* [Requirement]: Decide whether each statement below agrees with the market commentary that follows, answering yes or no and quoting the deciding words of the commentary: (a) Loretta Mester heads the Fed Bank of Minneapolis; (b) the Citigroup strategists' note was dated Feb. 5; (c) since early January, the S&P 500 has averaged a 0.66% drop in negative sessions.

* [Provided text]:
--- --- ---
As expected a drumbeat of Fed officials joined Jerome Powell’s signals that the central bank will be in no rush to cut rates. Fed Bank of Minneapolis President Neel Kashkari noted the central bank has not yet reached its goal. His Cleveland counterpart Loretta Mester suggested she’s not in a rush to begin cutting rates, saying policymakers will probably gain confidence to ease “later this year” if the economy evolves as expected.

“The Fed expects to cut this year, but not right away,” said Chris Low at FHN Financial.

As bonds managed to rebound on Tuesday, stocks saw small moves.

“A period of consolidation across the major averages or a potential period of near-term selling pressure is probably overdue at this point,” said Anthony Saglimbene at Ameriprise. “Such a development could be healthy in the long term and help recalibrate expectations.”

Down days in the S&P 500 aren’t necessarily extinct, but they’ve become shallow relative to positive sessions.

Since early January, the gauge has seen an average gain of 0.66% in positive sessions, compared with a 0.45% drop in negative ones. That’s pushed the ratio of the two to about 1.5 — the highest skew in favor of the bulls this far into a year since 1995, according to data compiled by Bloomberg.

Meantime, Citigroup Inc. strategists say investor positioning in US technology stocks is so bullish that any selloff could trigger a wider rout.

Wagers on declines in tech-heavy Nasdaq 100 futures have been completely erased, leaving investors overwhelmingly expecting further gains. “The large consensus positioning is a risk that could amplify a turn in the market,” strategists led by Chris Montagu wrote in a note dated Feb. 5.

Bullish trends in S&P 500 futures stalled last week, although positioning remains net-long, Montagu said.

Reliable sources of liquidity are at the top of traders’ minds as they brace for another year of turbulence, according to a JPMorgan Chase & Co. electronic trading survey.
--- --- ---
* [Records from a collection]:

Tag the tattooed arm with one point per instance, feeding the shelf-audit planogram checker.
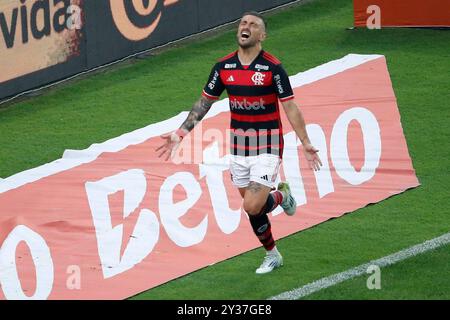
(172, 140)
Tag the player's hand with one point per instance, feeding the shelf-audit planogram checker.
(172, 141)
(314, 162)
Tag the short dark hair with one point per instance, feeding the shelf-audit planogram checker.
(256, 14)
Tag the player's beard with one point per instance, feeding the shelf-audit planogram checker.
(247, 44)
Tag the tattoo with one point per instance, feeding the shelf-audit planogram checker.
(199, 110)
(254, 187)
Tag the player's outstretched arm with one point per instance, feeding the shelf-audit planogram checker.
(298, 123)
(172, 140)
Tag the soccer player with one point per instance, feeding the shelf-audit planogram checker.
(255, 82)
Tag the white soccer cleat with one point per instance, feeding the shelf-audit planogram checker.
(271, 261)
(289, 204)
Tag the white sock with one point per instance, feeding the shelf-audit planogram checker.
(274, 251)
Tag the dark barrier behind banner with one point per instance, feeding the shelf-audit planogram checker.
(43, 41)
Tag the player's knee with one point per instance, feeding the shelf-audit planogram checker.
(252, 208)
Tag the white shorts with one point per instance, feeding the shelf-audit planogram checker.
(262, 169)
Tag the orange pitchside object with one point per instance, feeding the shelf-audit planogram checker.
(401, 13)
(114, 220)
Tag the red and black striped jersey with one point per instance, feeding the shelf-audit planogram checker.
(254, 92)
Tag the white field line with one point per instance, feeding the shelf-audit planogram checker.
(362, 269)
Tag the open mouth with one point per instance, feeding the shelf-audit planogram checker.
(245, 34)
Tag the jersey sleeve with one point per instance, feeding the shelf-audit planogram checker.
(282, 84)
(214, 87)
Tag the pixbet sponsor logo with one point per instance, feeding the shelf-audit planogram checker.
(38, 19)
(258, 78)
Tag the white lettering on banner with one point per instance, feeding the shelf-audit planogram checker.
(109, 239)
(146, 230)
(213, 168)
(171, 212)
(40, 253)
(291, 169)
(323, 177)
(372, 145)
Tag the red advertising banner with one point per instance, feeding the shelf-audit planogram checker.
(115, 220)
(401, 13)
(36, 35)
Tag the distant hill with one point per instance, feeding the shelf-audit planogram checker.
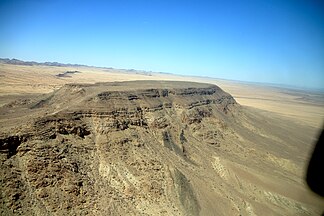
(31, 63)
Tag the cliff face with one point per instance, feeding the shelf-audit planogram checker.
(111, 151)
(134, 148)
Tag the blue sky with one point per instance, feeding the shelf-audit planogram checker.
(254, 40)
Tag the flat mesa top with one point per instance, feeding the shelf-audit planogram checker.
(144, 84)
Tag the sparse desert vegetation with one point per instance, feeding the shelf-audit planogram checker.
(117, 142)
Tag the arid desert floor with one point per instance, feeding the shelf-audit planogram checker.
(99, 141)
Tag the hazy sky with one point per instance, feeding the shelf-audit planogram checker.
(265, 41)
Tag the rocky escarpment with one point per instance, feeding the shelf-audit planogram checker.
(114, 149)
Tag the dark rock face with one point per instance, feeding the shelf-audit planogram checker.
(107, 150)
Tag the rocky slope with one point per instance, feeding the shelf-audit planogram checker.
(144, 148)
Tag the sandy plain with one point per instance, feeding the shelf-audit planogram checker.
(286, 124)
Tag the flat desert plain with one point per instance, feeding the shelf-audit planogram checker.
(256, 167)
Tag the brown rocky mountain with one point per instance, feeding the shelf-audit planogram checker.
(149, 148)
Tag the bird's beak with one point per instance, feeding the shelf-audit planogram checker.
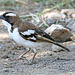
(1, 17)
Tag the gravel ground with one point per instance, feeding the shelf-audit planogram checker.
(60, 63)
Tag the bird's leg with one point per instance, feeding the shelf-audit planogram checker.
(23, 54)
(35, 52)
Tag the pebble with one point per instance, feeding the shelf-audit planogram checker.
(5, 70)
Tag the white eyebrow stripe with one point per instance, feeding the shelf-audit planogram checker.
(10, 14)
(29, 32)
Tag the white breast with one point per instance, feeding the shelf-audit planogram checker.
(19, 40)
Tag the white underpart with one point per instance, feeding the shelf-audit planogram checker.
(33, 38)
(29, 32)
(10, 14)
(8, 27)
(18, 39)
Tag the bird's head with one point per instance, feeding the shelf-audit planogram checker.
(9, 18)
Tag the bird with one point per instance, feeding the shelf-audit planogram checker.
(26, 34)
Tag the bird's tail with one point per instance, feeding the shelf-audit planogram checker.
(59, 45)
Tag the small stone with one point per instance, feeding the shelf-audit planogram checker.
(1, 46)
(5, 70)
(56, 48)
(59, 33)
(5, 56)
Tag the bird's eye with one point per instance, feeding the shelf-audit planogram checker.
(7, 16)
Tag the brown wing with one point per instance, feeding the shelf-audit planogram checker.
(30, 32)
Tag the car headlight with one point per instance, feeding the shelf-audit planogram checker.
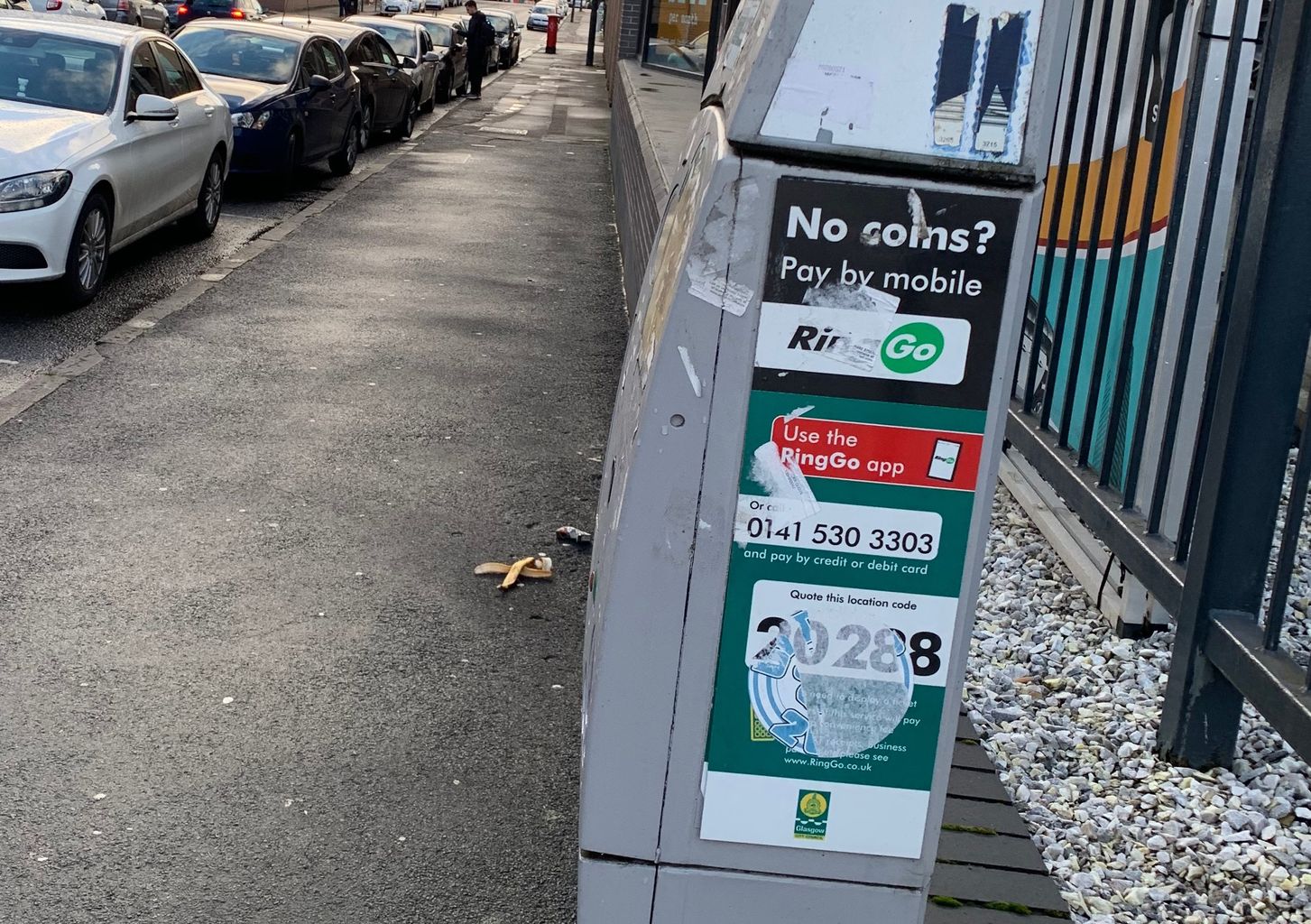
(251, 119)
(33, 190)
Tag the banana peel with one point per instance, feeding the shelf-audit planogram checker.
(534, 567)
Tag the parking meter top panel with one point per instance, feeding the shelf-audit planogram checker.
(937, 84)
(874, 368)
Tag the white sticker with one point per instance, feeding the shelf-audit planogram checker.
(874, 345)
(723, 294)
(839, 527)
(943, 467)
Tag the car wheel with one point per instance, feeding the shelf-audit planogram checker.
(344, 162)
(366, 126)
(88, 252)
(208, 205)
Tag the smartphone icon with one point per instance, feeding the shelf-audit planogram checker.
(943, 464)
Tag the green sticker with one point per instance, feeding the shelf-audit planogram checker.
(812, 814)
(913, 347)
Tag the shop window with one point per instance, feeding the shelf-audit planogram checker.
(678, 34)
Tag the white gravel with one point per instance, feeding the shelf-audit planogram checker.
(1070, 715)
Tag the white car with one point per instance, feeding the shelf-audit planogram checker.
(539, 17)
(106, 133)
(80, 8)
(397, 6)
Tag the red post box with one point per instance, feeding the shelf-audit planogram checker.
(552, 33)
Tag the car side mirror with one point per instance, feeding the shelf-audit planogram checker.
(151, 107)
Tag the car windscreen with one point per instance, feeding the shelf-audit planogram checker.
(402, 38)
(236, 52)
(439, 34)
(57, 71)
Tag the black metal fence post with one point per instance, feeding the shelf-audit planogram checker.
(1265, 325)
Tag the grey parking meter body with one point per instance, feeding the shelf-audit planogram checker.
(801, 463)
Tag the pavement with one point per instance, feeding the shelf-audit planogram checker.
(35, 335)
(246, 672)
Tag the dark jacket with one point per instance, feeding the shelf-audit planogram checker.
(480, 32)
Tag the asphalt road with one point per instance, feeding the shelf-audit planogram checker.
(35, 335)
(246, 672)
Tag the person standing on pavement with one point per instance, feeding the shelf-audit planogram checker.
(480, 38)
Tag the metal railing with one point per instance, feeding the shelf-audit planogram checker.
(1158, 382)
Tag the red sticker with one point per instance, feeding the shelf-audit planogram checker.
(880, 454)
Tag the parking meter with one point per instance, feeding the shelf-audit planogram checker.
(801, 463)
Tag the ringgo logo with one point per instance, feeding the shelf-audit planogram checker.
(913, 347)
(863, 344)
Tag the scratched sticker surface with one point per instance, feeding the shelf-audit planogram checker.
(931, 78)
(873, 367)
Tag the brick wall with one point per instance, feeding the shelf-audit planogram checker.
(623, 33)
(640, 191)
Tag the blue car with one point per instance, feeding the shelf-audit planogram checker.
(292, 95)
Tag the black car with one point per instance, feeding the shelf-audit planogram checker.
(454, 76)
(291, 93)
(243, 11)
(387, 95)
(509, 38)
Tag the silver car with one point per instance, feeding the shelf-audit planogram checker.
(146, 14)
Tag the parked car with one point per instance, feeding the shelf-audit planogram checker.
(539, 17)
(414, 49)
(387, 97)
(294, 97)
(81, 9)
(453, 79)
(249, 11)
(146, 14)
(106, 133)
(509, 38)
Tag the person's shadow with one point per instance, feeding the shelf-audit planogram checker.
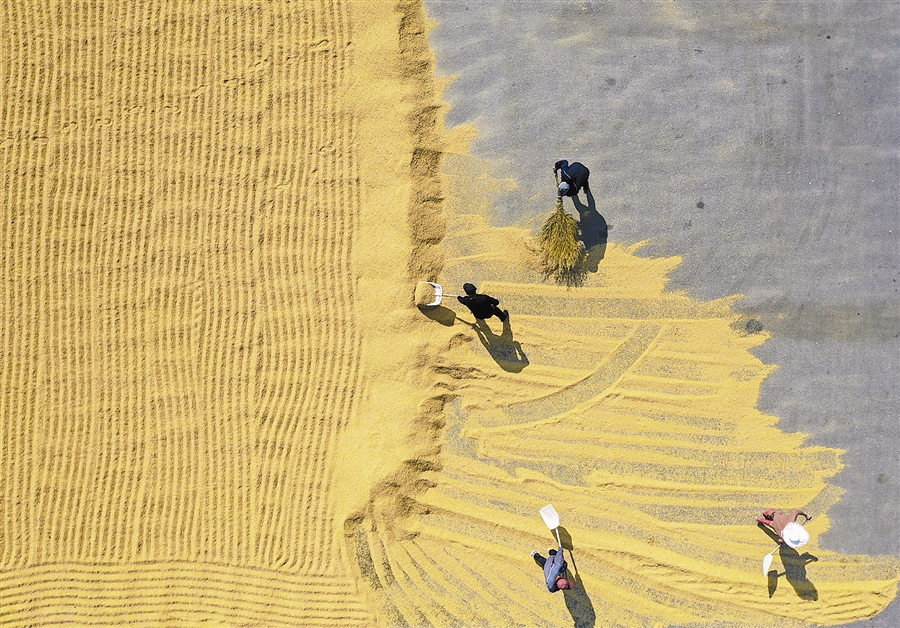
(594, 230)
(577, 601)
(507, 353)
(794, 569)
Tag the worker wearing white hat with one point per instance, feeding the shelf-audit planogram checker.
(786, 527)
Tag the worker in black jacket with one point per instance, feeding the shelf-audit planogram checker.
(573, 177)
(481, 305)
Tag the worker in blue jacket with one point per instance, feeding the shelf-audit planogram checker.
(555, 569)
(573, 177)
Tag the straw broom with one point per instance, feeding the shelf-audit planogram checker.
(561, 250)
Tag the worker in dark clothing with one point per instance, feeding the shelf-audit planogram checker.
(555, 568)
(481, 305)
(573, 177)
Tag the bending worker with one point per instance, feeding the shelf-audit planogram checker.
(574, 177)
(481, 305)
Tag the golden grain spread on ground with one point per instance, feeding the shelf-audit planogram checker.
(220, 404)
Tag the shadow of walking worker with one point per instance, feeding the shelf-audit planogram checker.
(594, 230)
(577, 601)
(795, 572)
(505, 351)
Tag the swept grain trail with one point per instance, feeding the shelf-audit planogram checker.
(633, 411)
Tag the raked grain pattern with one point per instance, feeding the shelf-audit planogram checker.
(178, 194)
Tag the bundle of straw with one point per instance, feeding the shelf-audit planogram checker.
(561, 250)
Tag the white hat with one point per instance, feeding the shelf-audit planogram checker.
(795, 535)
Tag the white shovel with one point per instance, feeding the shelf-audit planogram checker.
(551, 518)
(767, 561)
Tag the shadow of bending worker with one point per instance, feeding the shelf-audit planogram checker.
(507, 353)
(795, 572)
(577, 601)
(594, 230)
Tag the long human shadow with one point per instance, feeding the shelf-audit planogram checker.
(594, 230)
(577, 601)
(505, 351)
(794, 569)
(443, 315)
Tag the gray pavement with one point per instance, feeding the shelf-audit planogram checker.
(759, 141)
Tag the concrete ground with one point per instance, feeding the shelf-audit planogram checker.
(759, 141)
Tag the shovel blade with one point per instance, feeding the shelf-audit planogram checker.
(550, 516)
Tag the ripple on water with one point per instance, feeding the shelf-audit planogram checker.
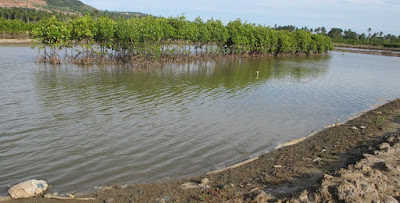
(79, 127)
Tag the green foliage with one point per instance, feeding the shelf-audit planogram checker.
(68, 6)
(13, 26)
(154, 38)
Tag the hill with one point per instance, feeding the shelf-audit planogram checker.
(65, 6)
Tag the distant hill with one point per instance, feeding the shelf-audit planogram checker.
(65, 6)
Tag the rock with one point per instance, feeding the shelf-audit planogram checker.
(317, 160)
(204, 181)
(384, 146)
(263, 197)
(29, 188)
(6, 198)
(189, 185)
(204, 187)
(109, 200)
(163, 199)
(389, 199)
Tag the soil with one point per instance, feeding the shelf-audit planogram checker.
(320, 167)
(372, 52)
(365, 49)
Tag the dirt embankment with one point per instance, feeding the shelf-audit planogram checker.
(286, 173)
--- --- ---
* [Task output]:
(a) No: "Fed Bank of Minneapolis President Neel Kashkari" and "His Cleveland counterpart Loretta Mester."
(b) Yes: "strategists led by Chris Montagu wrote in a note dated Feb. 5."
(c) No: "an average gain of 0.66% in positive sessions, compared with a 0.45% drop in negative ones."